▶ [What you are asked to do]: Would you repeat the entries beneath, with nothing changed?

▶ [Provided entries]:
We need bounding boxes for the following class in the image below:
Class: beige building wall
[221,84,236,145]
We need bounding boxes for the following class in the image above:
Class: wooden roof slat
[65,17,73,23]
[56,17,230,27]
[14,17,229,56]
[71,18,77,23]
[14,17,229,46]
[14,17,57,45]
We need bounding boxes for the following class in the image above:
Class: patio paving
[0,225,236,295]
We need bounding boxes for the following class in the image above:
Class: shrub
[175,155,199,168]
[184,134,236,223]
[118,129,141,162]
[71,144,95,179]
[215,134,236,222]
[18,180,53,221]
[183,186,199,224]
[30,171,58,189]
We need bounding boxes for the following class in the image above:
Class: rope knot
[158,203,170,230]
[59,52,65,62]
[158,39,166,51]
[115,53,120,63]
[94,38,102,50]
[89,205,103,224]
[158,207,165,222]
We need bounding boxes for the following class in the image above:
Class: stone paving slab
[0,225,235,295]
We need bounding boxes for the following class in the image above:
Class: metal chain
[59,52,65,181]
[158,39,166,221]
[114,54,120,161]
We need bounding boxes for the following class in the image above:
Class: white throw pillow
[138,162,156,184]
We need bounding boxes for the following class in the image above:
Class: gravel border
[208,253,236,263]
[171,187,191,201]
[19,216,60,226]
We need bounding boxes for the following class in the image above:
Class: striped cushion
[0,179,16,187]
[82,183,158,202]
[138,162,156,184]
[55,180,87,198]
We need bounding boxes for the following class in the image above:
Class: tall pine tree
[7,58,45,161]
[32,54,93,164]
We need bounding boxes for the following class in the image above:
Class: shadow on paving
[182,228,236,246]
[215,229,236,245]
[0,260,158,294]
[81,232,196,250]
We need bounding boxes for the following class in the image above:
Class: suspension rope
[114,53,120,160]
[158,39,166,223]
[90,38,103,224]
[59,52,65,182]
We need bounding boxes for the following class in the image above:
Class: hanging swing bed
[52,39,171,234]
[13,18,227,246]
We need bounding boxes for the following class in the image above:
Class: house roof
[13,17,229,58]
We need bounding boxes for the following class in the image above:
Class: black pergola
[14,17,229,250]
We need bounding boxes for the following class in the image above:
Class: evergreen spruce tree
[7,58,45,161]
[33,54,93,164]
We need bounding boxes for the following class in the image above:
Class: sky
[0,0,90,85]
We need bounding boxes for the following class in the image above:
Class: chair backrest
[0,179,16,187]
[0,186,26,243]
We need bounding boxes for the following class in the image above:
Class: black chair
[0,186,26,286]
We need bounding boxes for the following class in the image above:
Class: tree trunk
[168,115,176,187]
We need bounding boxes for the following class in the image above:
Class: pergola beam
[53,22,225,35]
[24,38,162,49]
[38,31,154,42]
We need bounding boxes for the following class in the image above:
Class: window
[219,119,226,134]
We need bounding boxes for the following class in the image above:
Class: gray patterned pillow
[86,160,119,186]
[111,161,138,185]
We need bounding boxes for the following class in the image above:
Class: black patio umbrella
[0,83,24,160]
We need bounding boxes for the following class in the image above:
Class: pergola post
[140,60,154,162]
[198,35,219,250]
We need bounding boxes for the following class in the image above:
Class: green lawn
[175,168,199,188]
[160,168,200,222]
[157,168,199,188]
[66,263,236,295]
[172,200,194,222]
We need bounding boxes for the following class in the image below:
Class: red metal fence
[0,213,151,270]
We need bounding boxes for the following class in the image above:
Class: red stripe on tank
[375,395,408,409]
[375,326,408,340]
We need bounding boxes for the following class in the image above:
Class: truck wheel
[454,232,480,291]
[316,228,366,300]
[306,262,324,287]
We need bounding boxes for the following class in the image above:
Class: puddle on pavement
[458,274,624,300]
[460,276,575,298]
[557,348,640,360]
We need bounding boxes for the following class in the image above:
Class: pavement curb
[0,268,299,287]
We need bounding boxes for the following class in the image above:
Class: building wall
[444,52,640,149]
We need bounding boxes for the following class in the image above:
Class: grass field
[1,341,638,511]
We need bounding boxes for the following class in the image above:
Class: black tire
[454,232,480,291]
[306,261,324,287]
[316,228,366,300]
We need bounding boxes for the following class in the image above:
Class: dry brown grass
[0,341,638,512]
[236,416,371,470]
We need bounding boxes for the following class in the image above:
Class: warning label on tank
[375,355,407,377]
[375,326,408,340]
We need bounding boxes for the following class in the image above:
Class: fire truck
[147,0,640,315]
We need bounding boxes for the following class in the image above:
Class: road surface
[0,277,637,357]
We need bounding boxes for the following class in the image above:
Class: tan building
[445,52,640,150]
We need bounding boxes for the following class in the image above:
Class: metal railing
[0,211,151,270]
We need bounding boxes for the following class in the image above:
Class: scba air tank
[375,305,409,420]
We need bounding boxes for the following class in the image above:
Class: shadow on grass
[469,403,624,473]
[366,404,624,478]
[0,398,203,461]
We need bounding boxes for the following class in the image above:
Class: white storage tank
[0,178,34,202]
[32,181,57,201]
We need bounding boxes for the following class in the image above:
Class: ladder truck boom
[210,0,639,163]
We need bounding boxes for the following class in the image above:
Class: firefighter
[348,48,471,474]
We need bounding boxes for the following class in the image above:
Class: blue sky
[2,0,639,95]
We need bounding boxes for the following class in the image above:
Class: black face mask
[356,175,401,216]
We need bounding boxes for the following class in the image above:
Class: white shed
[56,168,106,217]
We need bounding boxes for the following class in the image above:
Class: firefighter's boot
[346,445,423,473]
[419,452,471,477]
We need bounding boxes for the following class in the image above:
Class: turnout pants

▶ [Reply to the task]:
We need bounding boxes for the following class in the image below:
Class: beige building wall
[221,84,236,145]
We need bounding boxes for the following class in the image above:
Class: wooden roof slat
[65,17,73,23]
[56,17,230,27]
[14,17,229,56]
[71,18,77,23]
[14,17,229,46]
[14,17,57,45]
We need bounding boxes for the following class in the image above:
Class: patio paving
[0,225,236,295]
We need bounding boxes for the following class in the image above:
Class: shrub
[175,155,199,168]
[184,134,236,223]
[118,129,141,162]
[71,144,95,179]
[215,134,236,222]
[18,180,53,221]
[183,186,199,224]
[30,171,58,189]
We need bounding boxes for the following class in the image above:
Class: rope knot
[158,203,170,230]
[59,52,65,62]
[158,39,166,51]
[115,53,120,63]
[94,38,102,50]
[89,205,103,224]
[158,207,165,222]
We need bounding boxes for the following class in the image above:
Class: stone paving slab
[0,225,235,295]
We need bounding boxes for the following class in the image above:
Class: metal chain
[59,52,65,181]
[158,39,166,221]
[114,54,120,161]
We need bounding boxes for the following class in the image above:
Class: white throw pillow
[138,162,156,184]
We need bounding boxes for the following class in the image above:
Class: gravel border
[208,253,236,263]
[171,187,191,201]
[19,216,60,226]
We need bounding boxes for the following class in the image above:
Class: striped cushion
[0,179,16,187]
[82,183,158,202]
[138,162,156,184]
[55,180,87,198]
We need bounding boxes for the following class in the image above:
Class: tall pine tree
[7,58,45,161]
[32,54,93,164]
We need bounding boxes for the following class in the image above:
Class: shadow on paving
[182,228,236,246]
[215,229,236,245]
[0,260,158,294]
[81,232,196,250]
We need bounding boxes for the following class in the image above:
Class: suspension rope
[114,53,120,160]
[158,39,166,223]
[90,38,103,224]
[59,52,65,182]
We need bounding boxes for the following class in the image above:
Class: hanging swing bed
[52,39,171,234]
[13,18,227,246]
We need bounding boxes for the following class in the image above:
Class: house roof
[13,17,229,58]
We need bounding boxes for the following class in the image above:
Class: black pergola
[14,17,229,250]
We need bounding boxes for the following class in the image above:
Class: evergreen spruce tree
[7,58,45,161]
[33,54,93,164]
We need bounding boxes for the following class in the image above:
Class: sky
[0,0,90,85]
We need bounding boxes for the following class in the image above:
Class: chair backrest
[0,179,16,187]
[0,186,26,243]
We need bounding boxes for the following class in the image above:
Class: black chair
[0,186,26,286]
We need bounding boxes for the following class in the image above:
Class: tree trunk
[168,115,176,187]
We need bounding boxes for the following class in the image above:
Class: pergola beam
[53,22,225,35]
[24,38,162,49]
[38,31,154,42]
We need bounding boxes for the following class in the image above:
Class: window
[219,119,226,134]
We need bounding boxes for the following class in the image above:
Class: gray patterned pillow
[86,160,119,186]
[111,161,138,185]
We need bounding boxes for the following class in the image above:
Class: black patio umbrella
[0,83,24,160]
We need bounding boxes for the following class in the image above:
Class: pergola post
[140,60,154,162]
[198,35,219,250]
We need bounding boxes for the following class in the image above:
Class: green lawn
[175,168,199,188]
[160,168,200,222]
[157,168,199,188]
[66,263,236,295]
[172,200,194,222]
We need bounding boxes for the following class in the image below:
Class: red metal fence
[0,213,151,270]
We need bounding boxes for the following class in the image above:
Class: red stripe on tank
[375,395,408,409]
[375,326,408,340]
We need bounding boxes for the following class in the image above:
Class: truck wheel
[454,232,480,291]
[316,228,366,300]
[306,262,324,287]
We need bounding boxes for the following class in the image above:
Class: puddle on pavement
[458,274,624,300]
[460,276,575,298]
[557,348,640,360]
We need bounding boxes for the following class in the image above:
Class: pavement curb
[0,268,299,287]
We need bounding boxes for the following class in the image above:
Class: building wall
[444,52,640,149]
We need bounding boxes for the following class in the image above:
Class: grass field
[1,341,638,511]
We need bounding boxes for the following class in the image above:
Class: black tire
[454,232,480,291]
[306,261,324,287]
[316,228,366,300]
We need bounding boxes for the following class in the image above:
Class: dry brown grass
[0,341,638,512]
[236,416,371,470]
We need bounding boxes for the following class in the image above:
Class: warning label on tank
[375,355,407,377]
[375,326,408,340]
We need bounding boxes for the following class in the image above:
Class: fire truck
[147,0,640,315]
We need bounding boxes for the following class in the image above:
Class: road surface
[0,277,637,357]
We need bounding boxes for the following class in the image above:
Class: tan building
[445,52,640,150]
We need bounding boxes for the following class in the image above:
Class: metal railing
[0,211,151,270]
We need bounding boxes for the following class in the image above:
Class: scba air tank
[375,305,409,420]
We need bounding boxes for the following class in the image above:
Class: shadow on grass
[469,403,624,473]
[366,404,624,478]
[0,398,203,461]
We need bounding boxes for the following class in the image above:
Class: white storage tank
[0,178,34,202]
[32,181,57,201]
We need bounding boxes for the following class in the image above:
Class: ladder truck boom
[210,0,639,163]
We need bounding boxes for the following class in the image above:
Class: firefighter
[348,48,471,474]
We need bounding boxes for the following class in the image above:
Class: blue sky
[2,0,639,95]
We need bounding boxes for the following class in the image above:
Class: black face mask
[356,175,401,216]
We need bounding boxes for the following class in the image above:
Class: white shed
[56,168,106,217]
We need bounding boxes for the following class in the image above:
Class: firefighter's boot
[346,445,423,473]
[419,452,471,477]
We need bounding boxes for the following class in the image above:
Class: turnout pants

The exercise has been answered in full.